_GIVEN DATA_
*****
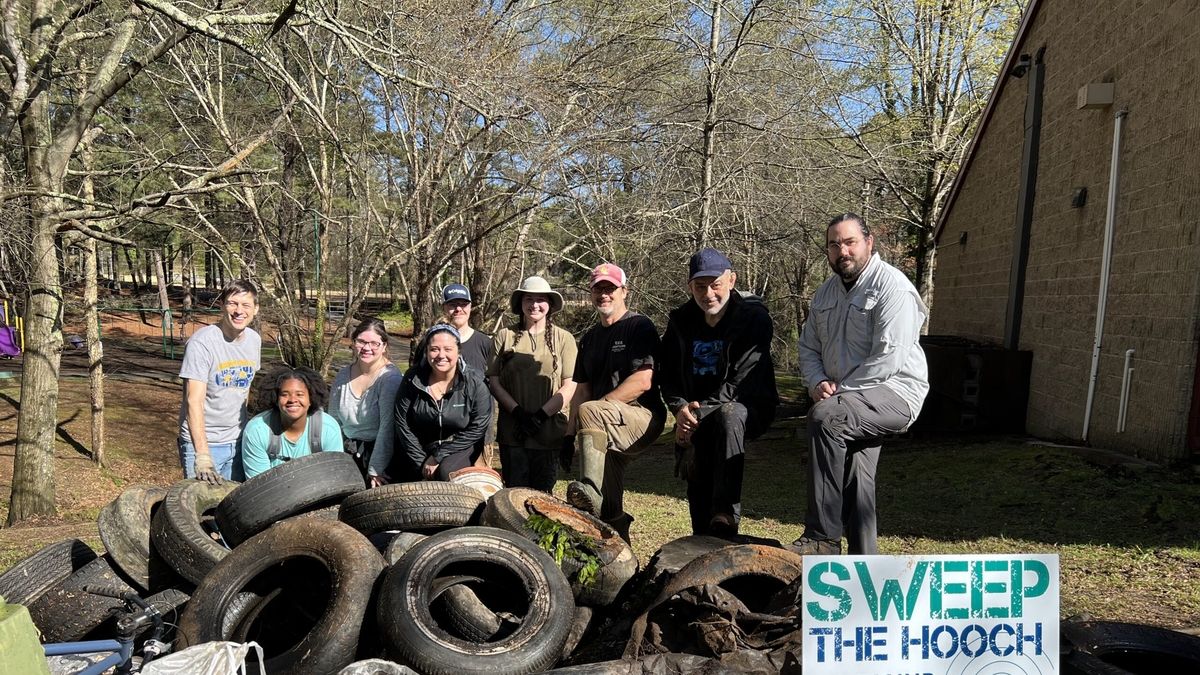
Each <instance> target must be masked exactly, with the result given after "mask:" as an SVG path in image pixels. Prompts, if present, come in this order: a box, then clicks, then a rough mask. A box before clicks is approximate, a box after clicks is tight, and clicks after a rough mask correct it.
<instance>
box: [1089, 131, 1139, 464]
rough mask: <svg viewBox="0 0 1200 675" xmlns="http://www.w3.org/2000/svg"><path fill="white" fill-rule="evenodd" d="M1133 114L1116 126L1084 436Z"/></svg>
mask: <svg viewBox="0 0 1200 675" xmlns="http://www.w3.org/2000/svg"><path fill="white" fill-rule="evenodd" d="M1128 114H1129V110H1121V112H1118V113H1117V114H1116V118H1115V120H1114V124H1112V160H1111V161H1112V165H1111V167H1110V168H1109V205H1108V211H1106V213H1105V215H1104V252H1103V253H1102V255H1100V292H1099V297H1098V298H1097V300H1096V340H1094V341H1093V342H1092V375H1091V377H1088V380H1087V404H1086V405H1085V407H1084V434H1082V440H1084V441H1085V442H1086V441H1087V431H1088V429H1090V428H1091V425H1092V402H1093V401H1094V400H1096V381H1097V378H1098V376H1099V372H1100V344H1102V342H1103V339H1104V309H1105V306H1106V305H1108V301H1109V275H1110V274H1111V269H1110V268H1111V264H1112V235H1114V231H1115V229H1116V221H1117V187H1118V184H1120V181H1121V132H1122V131H1123V130H1124V120H1126V117H1127V115H1128Z"/></svg>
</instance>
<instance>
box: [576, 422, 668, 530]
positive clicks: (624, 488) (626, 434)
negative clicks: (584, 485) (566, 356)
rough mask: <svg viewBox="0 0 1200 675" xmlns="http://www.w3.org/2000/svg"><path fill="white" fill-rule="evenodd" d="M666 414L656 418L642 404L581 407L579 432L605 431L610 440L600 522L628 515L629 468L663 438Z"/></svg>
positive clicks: (604, 471) (607, 436) (605, 476)
mask: <svg viewBox="0 0 1200 675" xmlns="http://www.w3.org/2000/svg"><path fill="white" fill-rule="evenodd" d="M665 424H666V412H665V411H664V412H660V413H659V414H654V413H653V412H650V411H649V410H648V408H644V407H642V406H640V405H638V404H636V402H635V404H623V402H619V401H604V400H595V401H588V402H586V404H582V405H581V406H580V416H578V422H577V425H578V429H577V430H578V431H588V430H593V431H604V434H605V436H606V437H607V438H608V444H607V450H608V452H607V453H606V455H605V462H604V504H602V507H601V512H600V519H601V520H606V521H611V520H612V519H614V518H618V516H619V515H622V514H623V513H624V512H625V500H624V495H625V466H626V465H629V462H630V461H632V460H634V458H636V456H637V455H638V454H641V452H642V450H644V449H646V448H647V447H648V446H649V444H650V443H653V442H654V440H655V438H658V437H659V435H660V434H662V426H664V425H665Z"/></svg>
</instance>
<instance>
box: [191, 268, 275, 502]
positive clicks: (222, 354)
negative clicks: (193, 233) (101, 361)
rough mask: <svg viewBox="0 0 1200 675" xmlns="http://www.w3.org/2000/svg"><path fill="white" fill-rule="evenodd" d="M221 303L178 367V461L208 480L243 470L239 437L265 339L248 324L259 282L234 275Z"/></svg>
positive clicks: (223, 296) (261, 352) (260, 364)
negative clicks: (210, 321)
mask: <svg viewBox="0 0 1200 675" xmlns="http://www.w3.org/2000/svg"><path fill="white" fill-rule="evenodd" d="M217 306H218V307H221V321H218V322H217V323H216V324H215V325H205V327H204V328H200V329H199V330H197V331H196V333H194V334H193V335H192V337H191V339H190V340H188V341H187V347H186V348H185V351H184V363H182V364H181V365H180V368H179V377H180V378H181V380H182V381H184V401H182V405H181V406H180V410H179V440H178V443H179V461H180V464H181V465H182V467H184V477H185V478H199V479H200V480H205V482H208V483H221V482H223V480H224V479H226V478H235V477H240V474H241V453H240V450H239V448H238V441H239V438H240V437H241V428H242V426H244V425H245V423H246V396H247V395H248V394H250V384H251V382H253V380H254V372H256V371H258V369H259V366H260V365H262V347H263V339H262V337H260V336H259V335H258V333H257V331H256V330H254V329H253V328H250V324H251V322H253V321H254V316H257V315H258V288H256V287H254V285H253V283H252V282H250V281H247V280H244V279H236V280H234V281H230V282H229V285H228V286H226V287H224V289H223V291H221V295H220V297H218V298H217ZM235 472H236V476H235Z"/></svg>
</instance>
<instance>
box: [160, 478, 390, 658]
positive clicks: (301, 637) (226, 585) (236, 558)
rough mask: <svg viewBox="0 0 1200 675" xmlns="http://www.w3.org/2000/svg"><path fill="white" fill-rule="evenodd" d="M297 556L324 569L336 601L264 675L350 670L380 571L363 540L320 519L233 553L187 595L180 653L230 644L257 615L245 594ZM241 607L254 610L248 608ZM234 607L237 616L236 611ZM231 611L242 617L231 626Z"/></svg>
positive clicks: (314, 519)
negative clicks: (325, 568) (370, 600)
mask: <svg viewBox="0 0 1200 675" xmlns="http://www.w3.org/2000/svg"><path fill="white" fill-rule="evenodd" d="M352 461H353V460H352ZM355 471H358V468H356V467H355ZM360 480H361V477H360ZM298 556H304V557H316V558H318V560H320V561H323V562H324V563H325V568H326V569H328V571H329V574H330V575H331V584H330V586H331V587H332V589H334V595H332V597H330V601H329V604H328V607H326V609H325V613H324V614H323V615H322V616H320V619H319V621H318V623H317V625H316V626H313V627H312V629H311V631H310V632H308V633H307V634H305V635H302V637H298V639H296V641H295V644H294V645H293V646H292V647H289V649H288V650H287V651H284V652H282V653H268V655H265V656H266V662H265V664H264V669H265V670H266V671H269V673H337V671H338V670H341V669H342V668H343V667H346V665H347V664H349V663H350V662H353V661H354V657H355V650H356V649H358V644H359V638H360V631H361V627H362V623H364V619H365V615H366V611H367V605H368V603H370V599H371V595H372V590H373V589H374V586H376V581H377V579H378V578H379V574H380V573H382V572H383V571H384V568H385V563H384V560H383V556H382V555H379V551H377V550H376V549H374V546H373V545H372V544H371V542H370V540H367V538H366V537H364V536H362V534H360V533H359V532H356V531H354V530H353V528H352V527H349V526H347V525H344V524H342V522H338V521H334V520H324V519H302V520H300V519H293V520H287V521H283V522H280V524H278V525H276V526H274V527H270V528H269V530H266V531H265V532H263V533H260V534H258V536H256V537H253V538H251V539H248V540H247V542H245V543H242V544H241V545H239V546H238V548H236V549H234V551H233V552H232V554H230V555H229V556H228V557H226V558H224V560H222V561H221V562H220V563H218V565H217V567H216V568H214V569H212V572H211V573H210V574H209V577H208V578H206V579H205V580H204V583H203V584H200V586H199V587H198V589H197V590H196V592H193V593H192V599H191V602H188V603H187V608H186V609H185V610H184V616H182V619H181V620H180V622H179V640H178V643H179V645H180V646H190V645H197V644H200V643H208V641H212V640H228V639H230V635H235V634H236V633H238V631H239V629H242V627H241V626H239V623H241V622H242V621H245V620H246V619H245V616H246V613H251V614H253V613H256V611H257V610H258V609H260V608H256V602H257V601H258V598H256V597H253V596H250V597H248V598H247V593H246V591H245V590H246V589H247V586H248V585H251V584H252V583H253V581H254V580H256V579H258V578H259V577H262V575H263V574H264V573H265V574H270V572H269V568H271V567H274V566H276V565H278V563H280V562H283V561H286V560H289V558H293V557H298ZM246 599H250V601H251V602H250V603H248V604H247V603H246V602H245V601H246ZM239 603H240V604H241V605H242V608H241V609H239V610H235V609H234V607H235V605H238V604H239ZM230 611H239V613H241V614H242V615H244V616H242V619H240V620H234V621H229V620H228V616H227V615H228V614H230ZM254 670H256V671H257V669H254Z"/></svg>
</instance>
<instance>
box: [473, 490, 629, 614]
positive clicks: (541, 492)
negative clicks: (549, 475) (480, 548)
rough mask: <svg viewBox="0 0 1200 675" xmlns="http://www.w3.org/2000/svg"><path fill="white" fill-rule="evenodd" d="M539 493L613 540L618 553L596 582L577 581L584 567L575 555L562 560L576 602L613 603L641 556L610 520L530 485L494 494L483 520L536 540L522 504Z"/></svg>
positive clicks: (580, 602)
mask: <svg viewBox="0 0 1200 675" xmlns="http://www.w3.org/2000/svg"><path fill="white" fill-rule="evenodd" d="M535 496H536V497H540V498H545V500H552V501H554V502H558V503H559V507H562V508H565V509H570V510H572V512H575V513H576V515H578V516H580V518H582V519H584V520H587V521H589V522H592V525H593V526H595V527H596V528H598V530H600V531H601V532H604V533H605V538H606V540H608V542H612V544H611V545H612V550H614V551H616V554H614V555H613V556H612V560H610V561H608V562H607V563H604V565H601V566H600V569H599V572H596V578H595V581H593V583H592V584H589V585H587V586H584V585H582V584H580V583H578V581H576V580H575V579H576V574H577V573H578V571H580V568H581V565H580V563H578V562H576V561H575V560H571V558H563V563H562V569H563V574H565V575H566V578H568V580H570V583H571V590H572V592H574V593H575V602H577V603H578V604H586V605H589V607H607V605H610V604H612V602H613V601H616V598H617V596H618V595H620V591H622V589H624V586H625V584H626V583H628V581H629V580H630V579H631V578H632V577H634V574H635V573H637V556H635V555H634V550H632V549H631V548H630V546H629V544H625V543H624V540H622V539H620V537H619V534H617V531H616V530H613V528H612V526H610V525H608V524H607V522H605V521H602V520H600V519H599V518H596V516H594V515H592V514H589V513H586V512H583V510H580V509H577V508H575V507H572V506H571V504H569V503H566V502H565V501H563V500H559V498H557V497H554V496H553V495H548V494H546V492H541V491H539V490H533V489H529V488H506V489H504V490H500V491H498V492H496V494H494V495H492V497H491V498H488V500H487V506H486V507H485V508H484V514H482V518H481V521H482V524H484V525H488V526H492V527H499V528H502V530H508V531H510V532H515V533H517V534H521V536H522V537H524V538H527V539H529V540H530V542H534V543H536V542H538V536H536V534H535V533H534V532H533V531H532V530H529V528H528V527H527V526H526V524H527V522H528V521H529V512H528V510H527V509H526V508H523V506H522V504H523V503H524V502H526V500H528V498H530V497H535Z"/></svg>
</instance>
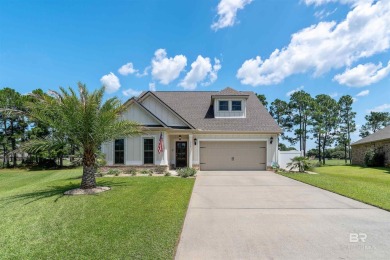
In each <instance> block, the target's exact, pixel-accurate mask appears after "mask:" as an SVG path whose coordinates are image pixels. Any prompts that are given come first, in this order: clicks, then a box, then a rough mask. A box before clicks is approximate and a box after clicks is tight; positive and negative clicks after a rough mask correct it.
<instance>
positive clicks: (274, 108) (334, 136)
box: [0, 88, 390, 167]
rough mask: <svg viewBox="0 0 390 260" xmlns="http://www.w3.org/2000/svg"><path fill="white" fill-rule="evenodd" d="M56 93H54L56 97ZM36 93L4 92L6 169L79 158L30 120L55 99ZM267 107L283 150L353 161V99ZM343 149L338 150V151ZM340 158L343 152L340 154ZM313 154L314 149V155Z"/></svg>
mask: <svg viewBox="0 0 390 260" xmlns="http://www.w3.org/2000/svg"><path fill="white" fill-rule="evenodd" d="M52 94H53V93H52ZM52 94H47V93H44V92H43V91H42V90H41V89H36V90H33V91H32V92H31V93H30V95H22V94H21V93H19V92H18V91H16V90H15V89H12V88H3V89H0V149H1V159H2V160H1V163H2V166H3V167H15V166H17V163H18V162H17V157H18V156H19V157H21V160H22V162H23V163H35V164H49V165H50V164H51V165H59V166H62V165H63V157H64V156H65V155H70V156H71V157H80V156H79V154H80V152H81V151H80V148H79V146H78V145H77V144H76V143H75V142H74V141H73V140H72V138H71V136H68V135H64V134H63V133H61V132H60V131H58V127H57V128H56V127H53V126H51V125H50V124H48V123H45V122H44V121H43V120H38V119H37V118H36V117H31V116H29V110H31V107H32V106H31V104H34V102H35V103H37V102H41V101H39V100H40V99H38V98H36V97H40V98H41V99H46V100H55V98H56V97H55V95H54V96H53V95H52ZM257 96H258V98H259V100H260V101H261V102H262V103H263V105H264V106H265V107H266V108H267V109H268V110H269V112H270V114H271V115H272V116H273V118H274V119H275V120H276V122H277V123H278V124H279V126H280V127H281V128H282V129H283V131H284V133H283V134H282V135H281V137H280V139H281V140H280V142H279V148H280V149H281V150H288V149H292V148H291V147H289V145H299V149H300V150H302V151H303V153H304V155H305V156H306V155H308V154H307V141H308V140H309V139H314V140H315V143H316V147H317V148H316V151H317V152H316V154H315V156H316V157H318V159H319V160H320V161H321V160H322V161H323V162H324V160H325V158H326V157H328V156H327V155H328V154H329V152H328V151H327V150H329V149H330V147H332V146H333V145H336V146H337V147H339V148H340V147H342V148H343V149H342V150H343V152H344V156H342V157H343V158H345V159H346V160H347V158H350V157H351V156H350V152H351V151H350V144H351V134H352V133H354V132H355V131H356V123H355V116H356V113H355V112H354V111H353V109H352V103H353V99H352V97H351V96H349V95H345V96H342V97H340V99H339V100H335V99H334V98H332V97H330V96H329V95H325V94H321V95H317V96H315V97H312V96H311V95H310V94H309V93H307V92H305V91H303V90H301V91H297V92H295V93H293V94H292V95H291V96H290V98H289V100H287V101H285V100H281V99H275V100H274V101H273V102H271V103H270V104H268V101H267V99H266V97H265V96H264V95H261V94H258V95H257ZM365 119H366V123H365V124H364V125H363V126H362V127H361V128H360V136H361V137H365V136H367V135H369V134H371V133H374V132H376V131H378V130H380V129H382V128H383V127H385V126H387V125H389V124H390V115H389V113H388V112H370V113H369V114H368V115H366V116H365ZM339 150H340V149H339ZM338 154H339V155H340V151H338ZM311 155H313V151H312V153H311Z"/></svg>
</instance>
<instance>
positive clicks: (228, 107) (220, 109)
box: [218, 100, 229, 111]
mask: <svg viewBox="0 0 390 260" xmlns="http://www.w3.org/2000/svg"><path fill="white" fill-rule="evenodd" d="M218 109H219V111H229V101H222V100H220V101H218Z"/></svg>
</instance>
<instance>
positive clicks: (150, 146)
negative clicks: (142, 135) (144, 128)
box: [144, 138, 154, 164]
mask: <svg viewBox="0 0 390 260" xmlns="http://www.w3.org/2000/svg"><path fill="white" fill-rule="evenodd" d="M144 164H154V139H153V138H144Z"/></svg>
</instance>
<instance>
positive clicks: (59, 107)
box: [28, 83, 141, 189]
mask: <svg viewBox="0 0 390 260" xmlns="http://www.w3.org/2000/svg"><path fill="white" fill-rule="evenodd" d="M104 90H105V88H104V87H102V88H100V89H97V90H95V91H93V92H92V93H90V92H88V90H87V87H86V86H85V84H82V83H78V93H77V91H75V90H74V89H72V88H69V89H68V90H66V89H65V88H60V92H56V91H51V92H50V95H51V96H48V95H42V94H40V93H37V94H32V96H33V98H34V99H35V102H29V103H28V109H29V116H30V117H32V118H34V119H36V120H37V121H39V122H42V123H43V124H45V125H48V126H49V127H51V128H53V129H55V130H56V131H57V132H58V133H60V134H61V135H62V136H67V137H69V138H70V139H71V140H72V142H73V143H75V144H76V145H77V146H78V147H79V148H80V150H82V151H83V156H82V158H83V159H82V165H83V175H82V180H81V188H82V189H90V188H95V187H96V179H95V173H96V168H97V162H96V159H97V158H96V154H97V153H98V151H99V147H100V146H101V145H102V144H103V143H104V142H107V141H110V140H114V139H117V138H121V137H123V136H134V135H138V134H140V133H141V128H140V127H139V125H138V124H137V123H135V122H131V121H128V120H124V119H122V118H121V117H120V115H121V113H122V111H123V109H124V107H123V106H122V105H121V102H120V101H119V99H117V98H116V97H113V98H109V99H107V100H105V101H103V96H104Z"/></svg>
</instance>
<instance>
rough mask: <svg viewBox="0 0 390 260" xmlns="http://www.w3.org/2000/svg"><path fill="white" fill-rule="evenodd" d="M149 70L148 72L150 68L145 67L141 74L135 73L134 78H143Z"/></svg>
mask: <svg viewBox="0 0 390 260" xmlns="http://www.w3.org/2000/svg"><path fill="white" fill-rule="evenodd" d="M149 70H150V66H148V67H146V68H145V69H144V71H143V72H142V73H141V72H139V71H137V72H136V73H135V76H137V77H138V78H141V77H145V76H147V75H148V74H149Z"/></svg>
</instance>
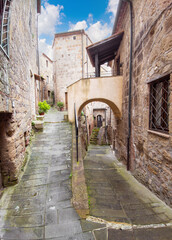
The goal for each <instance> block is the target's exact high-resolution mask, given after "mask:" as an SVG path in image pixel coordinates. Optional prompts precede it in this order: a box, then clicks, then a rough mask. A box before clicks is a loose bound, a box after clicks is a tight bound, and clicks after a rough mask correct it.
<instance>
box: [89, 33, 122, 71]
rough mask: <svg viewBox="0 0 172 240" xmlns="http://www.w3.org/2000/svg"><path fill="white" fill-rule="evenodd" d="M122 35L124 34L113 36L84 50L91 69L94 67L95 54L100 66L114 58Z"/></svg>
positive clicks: (111, 59)
mask: <svg viewBox="0 0 172 240" xmlns="http://www.w3.org/2000/svg"><path fill="white" fill-rule="evenodd" d="M123 34H124V32H120V33H117V34H113V35H112V36H110V37H109V38H106V39H104V40H102V41H99V42H97V43H94V44H92V45H90V46H88V47H87V48H86V49H87V52H88V55H89V57H90V61H91V63H92V65H93V67H95V55H96V54H98V59H99V64H100V65H101V64H104V63H105V62H109V61H111V60H113V59H114V58H115V53H116V51H117V50H118V48H119V45H120V42H121V40H122V37H123Z"/></svg>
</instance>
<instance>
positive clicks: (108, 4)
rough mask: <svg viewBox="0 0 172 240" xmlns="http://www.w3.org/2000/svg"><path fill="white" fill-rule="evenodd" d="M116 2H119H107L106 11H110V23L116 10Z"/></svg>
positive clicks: (113, 0)
mask: <svg viewBox="0 0 172 240" xmlns="http://www.w3.org/2000/svg"><path fill="white" fill-rule="evenodd" d="M118 2H119V0H109V3H108V7H107V11H108V12H109V13H112V16H111V22H112V23H113V22H114V20H115V16H116V11H117V7H118Z"/></svg>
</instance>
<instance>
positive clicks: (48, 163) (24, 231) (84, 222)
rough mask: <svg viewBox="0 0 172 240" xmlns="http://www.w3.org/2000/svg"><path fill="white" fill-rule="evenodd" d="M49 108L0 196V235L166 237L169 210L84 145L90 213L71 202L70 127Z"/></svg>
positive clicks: (139, 185)
mask: <svg viewBox="0 0 172 240" xmlns="http://www.w3.org/2000/svg"><path fill="white" fill-rule="evenodd" d="M64 114H65V112H57V111H56V110H53V109H51V110H50V111H49V113H48V114H47V115H46V116H45V124H44V130H43V131H42V132H37V133H36V135H35V137H34V139H33V140H32V144H31V155H30V160H29V162H28V163H27V165H26V167H25V171H24V173H23V176H22V178H21V180H20V181H19V183H18V184H17V185H15V186H11V187H9V188H7V189H5V190H4V194H3V196H2V198H1V200H0V240H5V239H11V240H20V239H21V240H36V239H39V240H43V239H47V240H48V239H51V240H171V239H172V210H171V209H170V208H169V207H167V206H166V205H165V204H164V203H163V202H162V201H160V200H159V199H158V198H157V197H156V196H154V195H153V194H152V193H150V191H148V190H147V189H146V188H145V187H144V186H143V185H141V184H140V183H138V182H137V181H136V180H135V179H134V178H133V177H132V176H131V175H130V174H129V173H128V172H127V171H126V170H125V169H124V168H123V166H122V164H121V163H119V162H118V161H117V160H115V156H114V155H113V154H112V152H111V150H110V148H109V146H95V145H90V147H89V149H88V153H87V155H86V157H85V159H84V168H85V178H86V184H87V189H88V194H89V198H88V202H89V207H90V215H89V216H88V217H87V218H86V219H81V218H80V217H79V216H78V214H77V213H76V211H75V209H74V208H73V206H72V204H71V198H72V191H71V176H72V174H71V155H72V154H71V148H72V129H71V125H70V124H69V123H68V122H65V121H64Z"/></svg>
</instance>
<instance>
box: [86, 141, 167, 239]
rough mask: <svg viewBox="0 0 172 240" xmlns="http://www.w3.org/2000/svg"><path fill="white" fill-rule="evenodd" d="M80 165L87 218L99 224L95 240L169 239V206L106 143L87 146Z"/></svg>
mask: <svg viewBox="0 0 172 240" xmlns="http://www.w3.org/2000/svg"><path fill="white" fill-rule="evenodd" d="M84 168H85V178H86V184H87V189H88V194H89V199H90V215H91V216H93V219H92V220H90V219H89V220H90V221H91V222H92V223H93V222H94V223H101V224H102V227H100V228H99V229H94V230H92V231H93V233H94V237H95V239H96V240H102V239H103V240H106V239H107V240H111V239H112V240H113V239H114V240H118V239H119V240H154V239H156V240H166V239H168V240H171V239H172V220H171V219H172V209H171V208H169V207H168V206H167V205H165V203H163V202H162V201H161V200H159V199H158V198H157V197H156V196H155V195H153V194H152V193H151V192H150V191H149V190H148V189H146V188H145V187H144V186H143V185H142V184H140V183H138V182H137V181H136V179H134V177H132V175H131V174H130V173H129V172H127V171H126V170H125V168H124V167H123V166H122V164H121V163H119V162H118V161H117V160H116V159H115V156H114V155H113V154H112V152H111V151H110V148H109V147H108V146H101V147H100V146H95V145H94V146H90V147H89V150H88V154H87V155H86V157H85V159H84ZM104 224H105V225H104ZM111 226H113V228H111Z"/></svg>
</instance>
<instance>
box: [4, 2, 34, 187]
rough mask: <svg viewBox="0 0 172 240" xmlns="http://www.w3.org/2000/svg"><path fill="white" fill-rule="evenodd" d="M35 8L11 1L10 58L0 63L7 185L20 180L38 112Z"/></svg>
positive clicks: (29, 5)
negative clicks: (27, 149) (27, 145)
mask: <svg viewBox="0 0 172 240" xmlns="http://www.w3.org/2000/svg"><path fill="white" fill-rule="evenodd" d="M36 10H37V9H36V1H35V0H25V1H23V0H13V1H12V2H11V21H10V39H9V59H8V58H7V57H5V55H4V56H3V59H4V60H3V62H1V64H0V73H1V83H2V82H3V87H4V88H5V89H4V90H2V87H1V90H2V91H0V125H1V130H0V136H1V143H0V144H1V147H0V159H1V168H2V169H1V172H2V179H3V182H4V185H8V184H9V183H11V182H13V181H16V180H17V177H18V173H19V171H20V168H21V166H22V164H23V161H24V156H25V150H26V146H27V144H28V139H29V133H30V130H31V120H32V117H33V116H34V115H35V89H34V83H35V82H34V81H35V80H34V77H33V74H34V73H37V72H38V68H37V65H36V58H37V55H36V50H37V29H36V14H37V12H36ZM1 55H2V53H1V51H0V56H1ZM4 72H5V74H4ZM2 76H3V77H2ZM7 76H8V77H7ZM6 77H7V78H6ZM4 96H5V98H7V97H8V98H9V101H5V100H4V101H5V104H4V103H2V99H3V98H4ZM12 103H13V104H12ZM12 105H13V108H12ZM4 109H5V111H4ZM4 112H5V113H4Z"/></svg>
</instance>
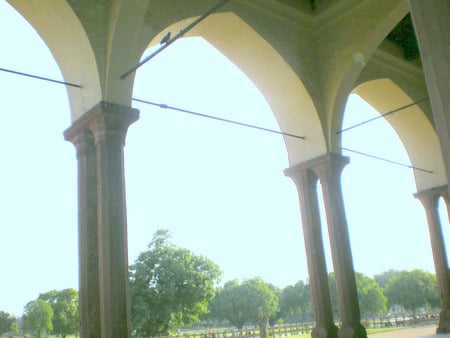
*****
_TASK ITEM_
Gather every line of the listing above that contains the string "correct", matching case exactly.

_EXERCISE ANSWER_
Each <instance> target must be masked exactly, with the result given after "mask:" as an SVG path in image pixels. Prompts, if present, come in this order: a box, then clicks, then a rough mask. A box before clicks is approximate, a box after clicks is tight, and clicks after a rough mask correct it.
In each <instance> block, the target's exact, pixel-accurate mask appears after "mask:" as an SVG path whose coordinates are image pixels. Any prompts that are given come first, in this order: clicks, then a box, then a rough mask. A box before clicks is approximate and a box after clicks is tight; positive and negative clicks after a rough mask correct it.
The goal for each <instance> block is the target's exact high-resolution mask, given after "mask:" as an SVG path in image pixel coordinates. Optional prompts precede it in this order: a box, then clicks, then a rough mask. A box before clicks is a loose bound, a box after clicks is a tight bound, and clicks after a rough mask correct it.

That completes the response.